Dataset records about object locations:
+ + + + + + +
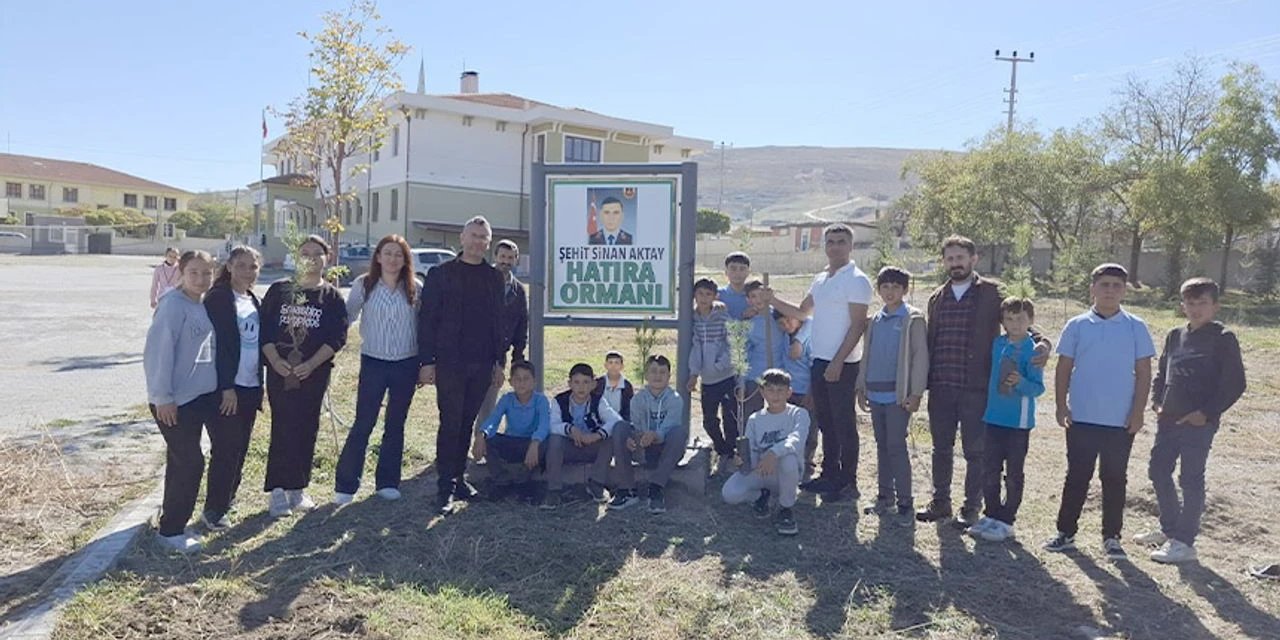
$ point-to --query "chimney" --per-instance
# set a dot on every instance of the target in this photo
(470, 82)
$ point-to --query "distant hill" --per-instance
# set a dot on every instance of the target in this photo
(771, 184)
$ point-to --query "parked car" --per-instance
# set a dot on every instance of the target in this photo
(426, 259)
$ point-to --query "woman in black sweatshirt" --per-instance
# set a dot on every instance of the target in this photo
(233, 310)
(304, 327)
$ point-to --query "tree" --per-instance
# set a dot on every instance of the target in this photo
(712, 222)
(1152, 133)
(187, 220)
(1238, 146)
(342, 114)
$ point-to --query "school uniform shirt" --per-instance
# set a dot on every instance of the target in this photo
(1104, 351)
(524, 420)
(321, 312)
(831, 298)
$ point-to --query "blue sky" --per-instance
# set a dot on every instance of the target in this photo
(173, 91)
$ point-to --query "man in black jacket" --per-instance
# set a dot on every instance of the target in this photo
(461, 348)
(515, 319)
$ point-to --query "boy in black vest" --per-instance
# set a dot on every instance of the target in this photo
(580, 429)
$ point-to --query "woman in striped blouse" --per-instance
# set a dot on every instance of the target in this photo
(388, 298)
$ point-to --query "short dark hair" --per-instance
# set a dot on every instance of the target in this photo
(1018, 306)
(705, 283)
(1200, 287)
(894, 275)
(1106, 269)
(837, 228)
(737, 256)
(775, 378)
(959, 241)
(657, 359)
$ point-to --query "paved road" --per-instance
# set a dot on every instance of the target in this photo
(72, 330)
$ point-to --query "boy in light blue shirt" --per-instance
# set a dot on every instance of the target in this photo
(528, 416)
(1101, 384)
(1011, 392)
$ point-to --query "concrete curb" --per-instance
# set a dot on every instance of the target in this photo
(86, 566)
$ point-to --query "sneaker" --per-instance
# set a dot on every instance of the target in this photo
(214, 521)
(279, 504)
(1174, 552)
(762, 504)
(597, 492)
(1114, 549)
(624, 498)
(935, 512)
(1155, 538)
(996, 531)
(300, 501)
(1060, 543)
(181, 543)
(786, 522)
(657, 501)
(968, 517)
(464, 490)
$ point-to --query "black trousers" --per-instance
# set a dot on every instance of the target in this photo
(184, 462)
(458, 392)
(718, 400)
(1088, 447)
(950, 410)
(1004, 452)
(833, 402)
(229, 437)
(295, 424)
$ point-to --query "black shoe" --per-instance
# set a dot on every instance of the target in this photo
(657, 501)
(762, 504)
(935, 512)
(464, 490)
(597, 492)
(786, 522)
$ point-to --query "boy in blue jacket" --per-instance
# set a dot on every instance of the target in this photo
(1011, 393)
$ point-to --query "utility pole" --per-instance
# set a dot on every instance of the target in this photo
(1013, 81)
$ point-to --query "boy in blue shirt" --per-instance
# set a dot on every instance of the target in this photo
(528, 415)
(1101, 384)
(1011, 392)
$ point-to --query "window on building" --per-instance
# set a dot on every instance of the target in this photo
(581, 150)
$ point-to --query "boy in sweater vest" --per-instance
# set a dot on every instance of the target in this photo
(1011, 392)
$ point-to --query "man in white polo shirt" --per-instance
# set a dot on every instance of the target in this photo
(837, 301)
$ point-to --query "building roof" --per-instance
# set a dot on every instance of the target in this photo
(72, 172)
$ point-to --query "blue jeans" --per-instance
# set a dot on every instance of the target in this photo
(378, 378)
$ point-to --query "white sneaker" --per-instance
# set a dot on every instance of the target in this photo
+ + + + + + +
-- THE TASK --
Copy every record above exactly, leaving out the pictures.

-- EXERCISE RESULT --
$ point-to --query "chimney" --per-instance
# set a dot on every instance of the target in this photo
(470, 82)
$ point-to --query "distant hill" --per-instance
# set a dot on every instance of the target in this photo
(771, 184)
$ point-to --query "parked car" --per-instance
# set a dot on every instance of the target in this photo
(426, 259)
$ point-to --query "woman in black sweatshirt" --per-instance
# set a dot on every instance of the target in this photo
(233, 310)
(304, 327)
$ point-to --query "tree" --per-instance
# set a dot on every instance of the target in this photo
(712, 222)
(1152, 133)
(187, 220)
(1238, 146)
(342, 114)
$ point-to --query "school uniform shirt" --per-instance
# set a dot on every instance of the target in this photo
(1104, 351)
(524, 420)
(321, 312)
(831, 298)
$ point-to --query "blue sky" --per-instance
# set a dot on every instance of the target in this photo
(173, 91)
$ point-to --query "man in black jacket" --per-instance
# set a dot on every instance of the target in this photo
(461, 348)
(515, 319)
$ point-to --query "boy in black vest" --per-instance
# set a dot on every instance of the target in this photo
(580, 429)
$ point-to --query "woman in striped blouse" --per-instance
# set a dot on every instance of the target in this photo
(388, 298)
$ point-to --query "short dark hair" --per-instance
# set a dot on every instance of the target in this photo
(1018, 306)
(705, 283)
(1200, 287)
(894, 275)
(1106, 269)
(837, 228)
(737, 256)
(775, 378)
(959, 241)
(657, 359)
$ point-to --query "paved road" --per-instance
# set a dot on every instance of the target in this photo
(72, 330)
$ point-to --query "boy in light blue shirt" --per-instance
# set a dot on every instance of the target in this photo
(528, 416)
(1101, 384)
(1011, 392)
$ point-to --query "concrete curb" --per-instance
# set a dot on every instance of the target in this photo
(86, 566)
$ point-to --query "sneaker" --per-instance
# set a dot on every instance of the target in this photo
(214, 521)
(279, 504)
(1174, 552)
(762, 504)
(597, 492)
(1114, 549)
(624, 498)
(935, 512)
(1155, 538)
(996, 531)
(300, 501)
(1060, 543)
(181, 543)
(786, 522)
(657, 501)
(968, 517)
(464, 490)
$ point-to --query "black trousers" --per-instance
# set a dot on every instance of the target in this photo
(184, 462)
(458, 392)
(718, 400)
(1088, 447)
(950, 410)
(1004, 452)
(833, 402)
(229, 437)
(295, 424)
$ point-to --query "black shoe" --per-instance
# set a dot on every instance of the target in this photo
(657, 501)
(762, 504)
(935, 512)
(464, 490)
(597, 492)
(786, 522)
$ point-to --query "boy in blue jacket" --per-instance
# set a dot on every instance of the target in this photo
(1011, 393)
$ point-to --query "utility pole" --per-instance
# set a dot on every instance of the target in this photo
(1013, 81)
$ point-to --query "boy in blue shirt" --per-instance
# set a dot on every instance of the target in this photo
(528, 415)
(1101, 384)
(1011, 392)
$ point-to --query "window on building" --per-instance
# set a dot on every instance of the target in this photo
(581, 150)
$ point-to --query "boy in sweater vest" --per-instance
# set a dot on every instance of the target in this photo
(1011, 392)
$ point-to --query "man in white polo shirt" --per-instance
# set a dot on every instance of the target in this photo
(837, 301)
$ point-to --query "building roof" --per-instance
# set a dot on every instance of the target in this photo
(72, 172)
$ point-to --query "blue jeans" --per-instance
# set a dot on every instance of the target in this photo
(378, 378)
$ point-to --query "white sneaker" --per-instance
# set a dot on every instance of the target in this photo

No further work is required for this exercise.